Convertissez les lignes des entrées ci-dessous en une liste JSON de chaînes, une chaîne par ligne, sans les lignes vides.

*Données de l'exercice:*
- - -

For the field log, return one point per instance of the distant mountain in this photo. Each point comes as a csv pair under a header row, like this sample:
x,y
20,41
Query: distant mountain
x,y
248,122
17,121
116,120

- - -

*Réponse attendue:*
[
  "For the field log, return one point per instance of the distant mountain in this photo. Each point comes as a csv pair under a header row, like this sample:",
  "x,y",
  "20,41",
  "Query: distant mountain",
  "x,y",
  "248,122",
  "17,121",
  "116,120"
]